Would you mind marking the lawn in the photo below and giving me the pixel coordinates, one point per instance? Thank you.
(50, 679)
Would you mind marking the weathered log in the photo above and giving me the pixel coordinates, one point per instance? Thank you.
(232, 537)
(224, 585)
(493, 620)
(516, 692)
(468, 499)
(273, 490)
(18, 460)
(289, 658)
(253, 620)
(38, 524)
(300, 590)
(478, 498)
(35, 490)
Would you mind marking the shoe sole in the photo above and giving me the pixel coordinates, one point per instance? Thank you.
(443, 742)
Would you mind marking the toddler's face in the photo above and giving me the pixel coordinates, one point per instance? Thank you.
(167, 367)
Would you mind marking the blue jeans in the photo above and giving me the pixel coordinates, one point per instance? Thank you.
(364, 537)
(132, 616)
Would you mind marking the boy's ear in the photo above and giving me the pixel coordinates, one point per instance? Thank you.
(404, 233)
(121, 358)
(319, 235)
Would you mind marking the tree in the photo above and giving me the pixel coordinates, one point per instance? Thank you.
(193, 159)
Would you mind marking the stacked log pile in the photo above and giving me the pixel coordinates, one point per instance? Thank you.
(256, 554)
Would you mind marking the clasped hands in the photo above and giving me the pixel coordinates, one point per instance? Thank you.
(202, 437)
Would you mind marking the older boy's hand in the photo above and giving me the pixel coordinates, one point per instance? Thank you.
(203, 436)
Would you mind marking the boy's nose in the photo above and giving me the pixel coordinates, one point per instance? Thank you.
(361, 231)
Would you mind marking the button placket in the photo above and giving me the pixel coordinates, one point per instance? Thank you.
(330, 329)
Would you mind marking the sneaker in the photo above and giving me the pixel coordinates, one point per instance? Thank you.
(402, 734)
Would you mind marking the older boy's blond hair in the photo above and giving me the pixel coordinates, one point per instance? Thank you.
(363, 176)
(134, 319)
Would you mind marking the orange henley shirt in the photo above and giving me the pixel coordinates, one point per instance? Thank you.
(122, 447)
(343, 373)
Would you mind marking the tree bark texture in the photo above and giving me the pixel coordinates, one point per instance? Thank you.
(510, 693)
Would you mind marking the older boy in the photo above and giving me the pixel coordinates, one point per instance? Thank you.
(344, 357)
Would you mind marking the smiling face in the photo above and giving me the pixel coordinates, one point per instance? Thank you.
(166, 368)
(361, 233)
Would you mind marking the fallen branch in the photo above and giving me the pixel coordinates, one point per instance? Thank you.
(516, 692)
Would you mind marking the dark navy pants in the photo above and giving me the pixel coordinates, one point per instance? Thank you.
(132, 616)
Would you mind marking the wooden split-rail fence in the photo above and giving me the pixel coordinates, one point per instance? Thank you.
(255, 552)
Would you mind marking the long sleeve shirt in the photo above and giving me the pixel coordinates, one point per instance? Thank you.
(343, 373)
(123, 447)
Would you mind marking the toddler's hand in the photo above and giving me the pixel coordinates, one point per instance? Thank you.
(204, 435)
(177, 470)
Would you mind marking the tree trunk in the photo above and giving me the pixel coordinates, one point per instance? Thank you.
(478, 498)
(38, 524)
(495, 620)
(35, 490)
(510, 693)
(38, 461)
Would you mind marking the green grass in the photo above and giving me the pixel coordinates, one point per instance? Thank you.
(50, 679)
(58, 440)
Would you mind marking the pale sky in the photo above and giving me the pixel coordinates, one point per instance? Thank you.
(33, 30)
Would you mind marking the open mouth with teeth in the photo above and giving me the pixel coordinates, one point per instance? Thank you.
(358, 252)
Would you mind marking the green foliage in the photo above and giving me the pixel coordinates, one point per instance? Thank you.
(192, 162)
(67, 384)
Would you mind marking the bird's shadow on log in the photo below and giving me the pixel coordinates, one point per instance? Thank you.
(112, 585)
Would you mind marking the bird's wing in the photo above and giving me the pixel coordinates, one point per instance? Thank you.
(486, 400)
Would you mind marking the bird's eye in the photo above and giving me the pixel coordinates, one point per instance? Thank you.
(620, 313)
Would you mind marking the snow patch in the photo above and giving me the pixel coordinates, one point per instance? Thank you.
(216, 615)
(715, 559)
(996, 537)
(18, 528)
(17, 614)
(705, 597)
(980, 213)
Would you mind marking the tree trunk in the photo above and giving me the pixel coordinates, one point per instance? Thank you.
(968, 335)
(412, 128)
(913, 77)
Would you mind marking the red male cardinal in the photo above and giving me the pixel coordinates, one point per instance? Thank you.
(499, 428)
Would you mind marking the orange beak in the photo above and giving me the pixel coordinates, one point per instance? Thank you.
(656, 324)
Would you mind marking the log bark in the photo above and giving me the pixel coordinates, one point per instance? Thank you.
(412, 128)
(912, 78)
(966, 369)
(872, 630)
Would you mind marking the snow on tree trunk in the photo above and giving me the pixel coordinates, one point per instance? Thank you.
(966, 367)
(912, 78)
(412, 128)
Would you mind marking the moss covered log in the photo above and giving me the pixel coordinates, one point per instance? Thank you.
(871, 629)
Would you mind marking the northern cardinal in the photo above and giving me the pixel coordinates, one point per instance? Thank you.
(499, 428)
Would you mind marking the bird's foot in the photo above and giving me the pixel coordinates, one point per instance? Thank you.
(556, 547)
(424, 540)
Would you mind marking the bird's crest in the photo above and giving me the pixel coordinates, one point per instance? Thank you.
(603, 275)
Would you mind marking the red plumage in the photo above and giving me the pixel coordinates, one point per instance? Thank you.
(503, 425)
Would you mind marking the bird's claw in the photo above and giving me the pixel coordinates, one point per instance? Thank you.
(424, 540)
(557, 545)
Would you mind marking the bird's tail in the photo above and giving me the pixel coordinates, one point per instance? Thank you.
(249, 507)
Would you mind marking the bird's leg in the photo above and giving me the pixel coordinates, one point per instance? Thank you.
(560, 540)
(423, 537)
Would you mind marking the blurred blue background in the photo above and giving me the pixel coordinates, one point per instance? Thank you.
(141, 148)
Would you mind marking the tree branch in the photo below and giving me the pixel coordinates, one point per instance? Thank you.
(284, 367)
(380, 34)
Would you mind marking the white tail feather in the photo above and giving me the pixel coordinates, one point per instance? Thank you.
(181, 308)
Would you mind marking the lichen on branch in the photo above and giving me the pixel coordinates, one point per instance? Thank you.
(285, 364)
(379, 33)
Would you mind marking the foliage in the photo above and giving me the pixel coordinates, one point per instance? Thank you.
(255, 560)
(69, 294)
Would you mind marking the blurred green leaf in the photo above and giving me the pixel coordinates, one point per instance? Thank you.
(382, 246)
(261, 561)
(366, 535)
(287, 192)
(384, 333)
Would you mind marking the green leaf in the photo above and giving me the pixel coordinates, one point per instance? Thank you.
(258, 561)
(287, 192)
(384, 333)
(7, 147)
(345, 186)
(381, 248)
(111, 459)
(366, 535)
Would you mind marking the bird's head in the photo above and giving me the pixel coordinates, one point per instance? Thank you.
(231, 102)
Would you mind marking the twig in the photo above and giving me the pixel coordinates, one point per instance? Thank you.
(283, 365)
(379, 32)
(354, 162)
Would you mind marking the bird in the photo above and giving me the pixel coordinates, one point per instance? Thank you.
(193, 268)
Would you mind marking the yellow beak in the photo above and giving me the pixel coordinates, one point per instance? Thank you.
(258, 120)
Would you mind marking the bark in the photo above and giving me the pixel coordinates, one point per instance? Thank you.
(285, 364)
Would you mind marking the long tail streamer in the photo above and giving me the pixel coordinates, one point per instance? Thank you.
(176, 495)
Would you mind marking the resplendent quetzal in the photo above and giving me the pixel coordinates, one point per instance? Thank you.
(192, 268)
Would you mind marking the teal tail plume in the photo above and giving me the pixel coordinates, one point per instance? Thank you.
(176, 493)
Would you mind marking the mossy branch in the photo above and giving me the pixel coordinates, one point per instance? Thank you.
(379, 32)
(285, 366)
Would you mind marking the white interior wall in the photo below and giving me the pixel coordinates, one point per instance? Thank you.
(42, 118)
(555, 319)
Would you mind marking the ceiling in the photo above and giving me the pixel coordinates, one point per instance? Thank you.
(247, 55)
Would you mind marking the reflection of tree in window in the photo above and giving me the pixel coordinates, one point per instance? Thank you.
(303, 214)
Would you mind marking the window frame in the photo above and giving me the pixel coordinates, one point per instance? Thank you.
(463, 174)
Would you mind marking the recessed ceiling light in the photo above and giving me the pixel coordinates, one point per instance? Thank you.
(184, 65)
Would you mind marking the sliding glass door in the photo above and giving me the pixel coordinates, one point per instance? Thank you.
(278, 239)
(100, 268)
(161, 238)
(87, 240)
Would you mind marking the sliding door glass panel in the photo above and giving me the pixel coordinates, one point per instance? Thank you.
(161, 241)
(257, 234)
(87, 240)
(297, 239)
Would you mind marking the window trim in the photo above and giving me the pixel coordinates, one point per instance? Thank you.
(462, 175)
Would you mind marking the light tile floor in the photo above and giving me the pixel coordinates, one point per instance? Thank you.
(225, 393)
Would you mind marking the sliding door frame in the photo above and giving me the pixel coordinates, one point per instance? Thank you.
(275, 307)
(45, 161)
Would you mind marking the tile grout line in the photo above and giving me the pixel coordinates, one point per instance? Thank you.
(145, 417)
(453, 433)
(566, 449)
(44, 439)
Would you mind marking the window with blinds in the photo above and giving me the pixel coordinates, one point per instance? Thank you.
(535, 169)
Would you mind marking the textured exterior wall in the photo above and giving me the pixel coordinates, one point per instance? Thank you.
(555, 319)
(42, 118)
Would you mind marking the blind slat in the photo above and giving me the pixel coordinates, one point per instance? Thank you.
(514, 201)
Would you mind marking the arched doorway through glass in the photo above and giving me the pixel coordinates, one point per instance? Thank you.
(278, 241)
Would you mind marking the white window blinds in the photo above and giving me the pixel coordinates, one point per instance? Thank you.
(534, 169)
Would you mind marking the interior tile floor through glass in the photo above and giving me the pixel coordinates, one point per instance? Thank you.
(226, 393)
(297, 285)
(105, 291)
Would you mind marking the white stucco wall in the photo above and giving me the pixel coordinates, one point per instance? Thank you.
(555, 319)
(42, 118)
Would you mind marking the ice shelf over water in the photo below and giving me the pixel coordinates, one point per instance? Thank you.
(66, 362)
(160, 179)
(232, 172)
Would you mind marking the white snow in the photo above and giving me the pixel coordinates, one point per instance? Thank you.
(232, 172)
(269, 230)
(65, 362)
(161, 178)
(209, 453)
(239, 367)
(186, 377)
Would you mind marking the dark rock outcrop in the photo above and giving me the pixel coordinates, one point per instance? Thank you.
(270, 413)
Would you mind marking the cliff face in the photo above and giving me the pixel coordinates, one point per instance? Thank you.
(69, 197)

◆ ◆ ◆ ◆

EXERCISE: Everything from the line with "Would you mind marking the white stucco" to the end of the listing above needs to be duplicated exactly, both end lines included, with nothing more.

FULL RESPONSE:
Would you mind marking the white stucco wall in the photo above and giving me the pixel coordinates, one point per instance? Thank you.
(555, 319)
(42, 118)
Would you mind marking the ice shelf over water in the photo below and giving me the pixel coordinates, one point per instance? Thank you.
(66, 362)
(160, 179)
(232, 172)
Would you mind marking the white snow in the photo above and giving me the pixel coordinates, one point per instance? Thank you.
(232, 172)
(269, 230)
(65, 362)
(161, 178)
(209, 453)
(239, 367)
(186, 377)
Would you mind marking the dark rock outcrop in the photo above and giving me the pixel coordinates, one point per instance? Thank you.
(270, 413)
Would you mind marking the cliff face in the photo above and giving me the pixel coordinates, one point per instance? Thank you.
(69, 197)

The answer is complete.